◆ **YOUR GOAL**: Output the lines of the listing, from the line containing "drop a point: the historic building facade" through the end of the listing, as a Markdown table with the columns Row and Line, omitting blank lines and leaving the pictures out.

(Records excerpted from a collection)
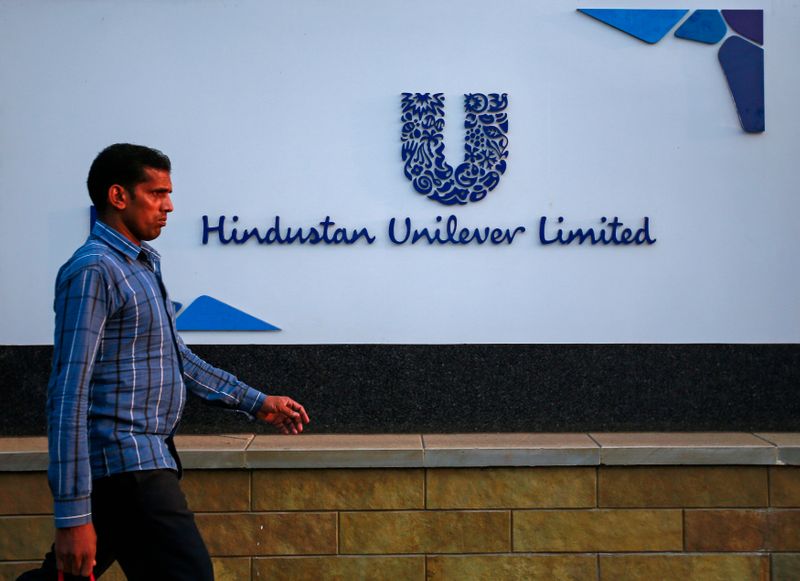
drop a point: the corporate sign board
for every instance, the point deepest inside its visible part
(422, 172)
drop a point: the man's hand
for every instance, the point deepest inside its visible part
(284, 413)
(75, 550)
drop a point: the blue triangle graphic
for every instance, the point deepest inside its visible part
(647, 25)
(703, 26)
(208, 314)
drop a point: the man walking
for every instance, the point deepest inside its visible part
(117, 389)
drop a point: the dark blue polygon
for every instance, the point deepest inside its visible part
(208, 314)
(647, 25)
(703, 26)
(743, 64)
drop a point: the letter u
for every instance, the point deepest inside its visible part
(485, 147)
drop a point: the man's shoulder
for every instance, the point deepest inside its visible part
(93, 255)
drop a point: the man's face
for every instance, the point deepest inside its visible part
(145, 214)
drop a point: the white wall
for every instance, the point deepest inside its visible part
(292, 108)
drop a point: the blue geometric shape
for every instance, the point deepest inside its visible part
(647, 25)
(748, 23)
(208, 314)
(743, 64)
(703, 26)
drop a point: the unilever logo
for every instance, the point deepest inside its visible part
(485, 147)
(486, 122)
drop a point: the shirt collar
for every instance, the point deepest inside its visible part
(117, 241)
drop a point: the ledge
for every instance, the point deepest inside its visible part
(455, 450)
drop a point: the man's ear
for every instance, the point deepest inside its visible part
(117, 197)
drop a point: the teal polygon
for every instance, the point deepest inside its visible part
(209, 314)
(703, 26)
(647, 25)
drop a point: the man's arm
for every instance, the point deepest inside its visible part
(218, 387)
(81, 306)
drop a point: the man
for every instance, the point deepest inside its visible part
(118, 385)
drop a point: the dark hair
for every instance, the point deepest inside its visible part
(121, 164)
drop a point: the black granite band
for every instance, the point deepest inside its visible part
(478, 388)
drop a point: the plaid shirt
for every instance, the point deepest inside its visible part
(120, 371)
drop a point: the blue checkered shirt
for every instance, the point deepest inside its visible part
(120, 371)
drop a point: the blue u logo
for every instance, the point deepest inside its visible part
(485, 147)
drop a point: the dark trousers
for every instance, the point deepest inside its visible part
(143, 522)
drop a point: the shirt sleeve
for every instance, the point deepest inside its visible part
(81, 307)
(218, 387)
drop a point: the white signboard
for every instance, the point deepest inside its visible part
(293, 112)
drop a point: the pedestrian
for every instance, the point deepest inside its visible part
(119, 381)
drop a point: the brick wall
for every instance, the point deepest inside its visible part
(703, 523)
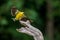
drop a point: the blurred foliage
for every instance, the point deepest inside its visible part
(34, 10)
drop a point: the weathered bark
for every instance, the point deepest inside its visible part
(50, 19)
(30, 30)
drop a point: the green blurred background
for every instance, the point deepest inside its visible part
(44, 13)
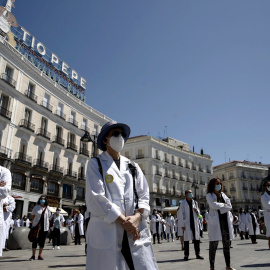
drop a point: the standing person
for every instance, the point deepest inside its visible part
(180, 231)
(5, 187)
(236, 225)
(242, 223)
(8, 207)
(117, 195)
(78, 223)
(40, 213)
(253, 226)
(189, 222)
(219, 222)
(70, 225)
(156, 226)
(265, 199)
(170, 226)
(57, 221)
(25, 222)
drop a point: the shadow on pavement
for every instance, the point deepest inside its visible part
(70, 266)
(257, 265)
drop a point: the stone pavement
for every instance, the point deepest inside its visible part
(244, 255)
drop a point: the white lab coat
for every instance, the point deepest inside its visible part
(242, 222)
(10, 202)
(155, 219)
(80, 220)
(180, 231)
(266, 206)
(106, 199)
(5, 176)
(214, 231)
(250, 225)
(70, 225)
(184, 220)
(170, 224)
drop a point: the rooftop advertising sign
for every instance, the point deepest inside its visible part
(48, 62)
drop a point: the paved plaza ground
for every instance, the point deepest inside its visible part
(244, 255)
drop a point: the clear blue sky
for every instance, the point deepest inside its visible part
(201, 68)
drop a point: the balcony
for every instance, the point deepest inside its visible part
(72, 146)
(70, 174)
(85, 128)
(5, 113)
(41, 165)
(8, 79)
(31, 95)
(5, 152)
(26, 124)
(23, 159)
(73, 122)
(60, 114)
(84, 152)
(58, 140)
(42, 132)
(81, 176)
(57, 170)
(46, 105)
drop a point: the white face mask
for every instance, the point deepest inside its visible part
(117, 143)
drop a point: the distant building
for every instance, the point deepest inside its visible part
(241, 181)
(43, 115)
(170, 168)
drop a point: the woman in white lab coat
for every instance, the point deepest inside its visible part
(253, 226)
(156, 226)
(266, 206)
(118, 234)
(170, 226)
(5, 187)
(219, 221)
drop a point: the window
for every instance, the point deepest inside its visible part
(67, 191)
(18, 181)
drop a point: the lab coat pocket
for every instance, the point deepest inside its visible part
(100, 234)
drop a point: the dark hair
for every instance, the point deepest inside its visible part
(46, 201)
(211, 185)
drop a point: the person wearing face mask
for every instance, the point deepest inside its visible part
(253, 226)
(189, 214)
(57, 222)
(265, 199)
(219, 221)
(40, 213)
(170, 222)
(117, 195)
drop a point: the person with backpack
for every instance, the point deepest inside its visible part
(117, 195)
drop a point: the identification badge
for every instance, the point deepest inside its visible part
(108, 178)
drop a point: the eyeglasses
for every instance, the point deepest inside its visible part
(116, 133)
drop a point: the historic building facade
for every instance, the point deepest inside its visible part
(170, 168)
(242, 181)
(43, 116)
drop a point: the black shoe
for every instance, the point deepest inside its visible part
(199, 257)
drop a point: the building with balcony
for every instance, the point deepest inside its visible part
(241, 182)
(170, 168)
(43, 115)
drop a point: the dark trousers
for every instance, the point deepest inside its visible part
(196, 247)
(154, 237)
(77, 235)
(56, 237)
(226, 249)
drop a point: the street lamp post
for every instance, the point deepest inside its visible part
(90, 138)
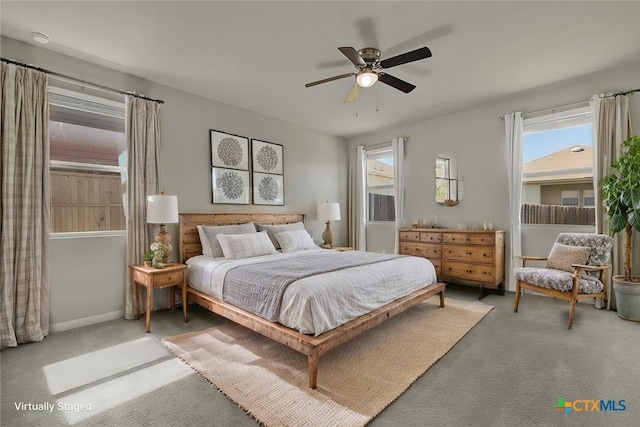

◆ **REPLY**:
| Row | Line |
|---|---|
| 1 | drop a point: the historic building facade |
| 2 | for every instance, the point deepest inside its visible part |
| 3 | (170, 168) |
| 4 | (242, 181) |
| 5 | (43, 116) |
| 6 | drop a point: the black shoe |
| 7 | for every instance, the point deepest inside its visible part |
| 8 | (199, 257) |
| 9 | drop a point: the building with balcony |
| 10 | for every instance, the point deepest inside its visible part |
| 11 | (241, 182) |
| 12 | (170, 168) |
| 13 | (43, 115) |
| 14 | drop a point: the dark trousers |
| 15 | for every instance, the point deepest inside its visible part |
| 16 | (196, 247) |
| 17 | (154, 237) |
| 18 | (77, 235) |
| 19 | (56, 237) |
| 20 | (226, 249) |
| 21 | drop a point: the street lamp post |
| 22 | for every instance, the point deepest inside its visible part |
| 23 | (90, 138) |